Stored records

Start of Block

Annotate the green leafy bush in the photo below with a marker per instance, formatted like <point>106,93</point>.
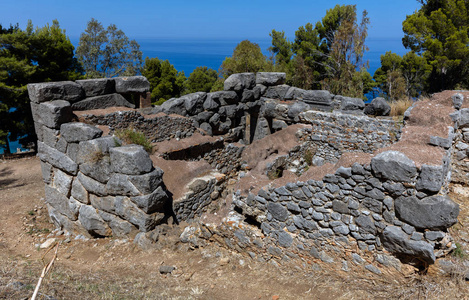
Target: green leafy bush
<point>132,136</point>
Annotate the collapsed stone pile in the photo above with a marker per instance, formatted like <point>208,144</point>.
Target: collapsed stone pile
<point>97,186</point>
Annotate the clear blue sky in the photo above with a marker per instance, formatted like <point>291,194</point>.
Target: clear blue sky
<point>200,19</point>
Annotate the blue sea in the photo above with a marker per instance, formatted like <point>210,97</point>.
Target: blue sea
<point>187,54</point>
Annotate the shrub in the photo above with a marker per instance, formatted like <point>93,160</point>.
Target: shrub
<point>398,107</point>
<point>132,136</point>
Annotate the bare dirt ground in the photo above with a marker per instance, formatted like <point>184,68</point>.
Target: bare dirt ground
<point>117,269</point>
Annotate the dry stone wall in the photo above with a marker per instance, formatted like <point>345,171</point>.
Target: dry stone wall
<point>98,187</point>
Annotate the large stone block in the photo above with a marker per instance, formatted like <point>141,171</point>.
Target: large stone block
<point>435,213</point>
<point>153,202</point>
<point>48,91</point>
<point>92,221</point>
<point>91,185</point>
<point>175,106</point>
<point>393,165</point>
<point>348,103</point>
<point>430,179</point>
<point>62,182</point>
<point>270,78</point>
<point>79,193</point>
<point>134,84</point>
<point>277,211</point>
<point>277,92</point>
<point>396,241</point>
<point>130,160</point>
<point>240,81</point>
<point>378,107</point>
<point>97,87</point>
<point>194,102</point>
<point>56,158</point>
<point>77,132</point>
<point>148,182</point>
<point>55,113</point>
<point>101,102</point>
<point>59,201</point>
<point>119,184</point>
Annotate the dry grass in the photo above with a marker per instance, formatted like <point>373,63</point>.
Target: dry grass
<point>398,107</point>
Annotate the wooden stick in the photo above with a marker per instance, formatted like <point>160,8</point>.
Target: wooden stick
<point>45,270</point>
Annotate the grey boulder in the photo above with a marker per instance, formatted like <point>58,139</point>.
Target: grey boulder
<point>47,91</point>
<point>398,242</point>
<point>97,87</point>
<point>133,84</point>
<point>270,78</point>
<point>435,213</point>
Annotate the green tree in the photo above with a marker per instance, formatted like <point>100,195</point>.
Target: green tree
<point>31,55</point>
<point>201,79</point>
<point>438,32</point>
<point>108,52</point>
<point>402,76</point>
<point>165,81</point>
<point>247,57</point>
<point>328,55</point>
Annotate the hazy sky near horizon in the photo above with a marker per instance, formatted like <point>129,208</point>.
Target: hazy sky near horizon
<point>242,19</point>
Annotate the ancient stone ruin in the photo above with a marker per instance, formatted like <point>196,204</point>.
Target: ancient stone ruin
<point>261,167</point>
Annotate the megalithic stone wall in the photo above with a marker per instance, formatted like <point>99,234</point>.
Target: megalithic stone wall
<point>95,186</point>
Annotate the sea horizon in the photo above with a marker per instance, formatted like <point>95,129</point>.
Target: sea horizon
<point>186,54</point>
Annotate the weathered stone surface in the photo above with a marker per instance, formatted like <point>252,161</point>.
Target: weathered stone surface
<point>79,192</point>
<point>430,179</point>
<point>46,170</point>
<point>319,99</point>
<point>240,81</point>
<point>47,91</point>
<point>62,182</point>
<point>397,242</point>
<point>92,151</point>
<point>277,91</point>
<point>91,185</point>
<point>55,113</point>
<point>130,160</point>
<point>101,102</point>
<point>223,98</point>
<point>435,213</point>
<point>277,211</point>
<point>119,184</point>
<point>92,222</point>
<point>147,183</point>
<point>348,103</point>
<point>393,165</point>
<point>378,107</point>
<point>133,84</point>
<point>270,78</point>
<point>57,159</point>
<point>366,224</point>
<point>193,103</point>
<point>119,227</point>
<point>98,86</point>
<point>59,201</point>
<point>458,99</point>
<point>297,108</point>
<point>77,132</point>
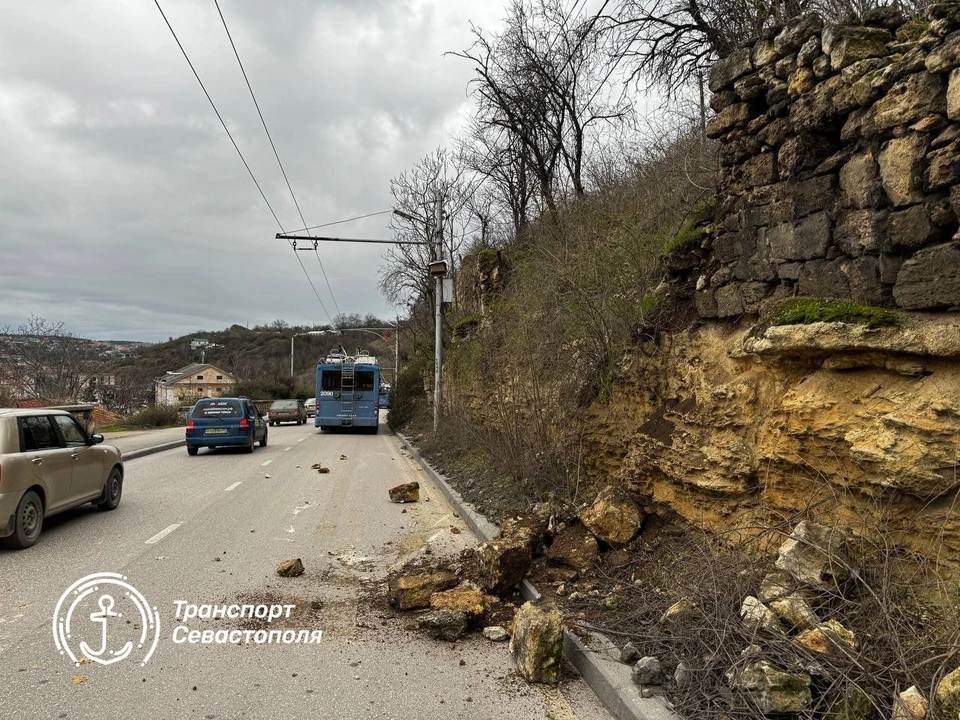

End of Block

All lines above from the one containing "Annotate the hazy" to the one containing "Annotate the ancient" must be repeated exactly, both lines included, and no others.

Annotate the hazy sky near horizon in the photo above with a marker per instance, formatted like <point>129,208</point>.
Target: hazy sky near horizon
<point>242,19</point>
Annotate the ancient stone ruin in the photo above with a marker per instance, formatted like <point>196,204</point>.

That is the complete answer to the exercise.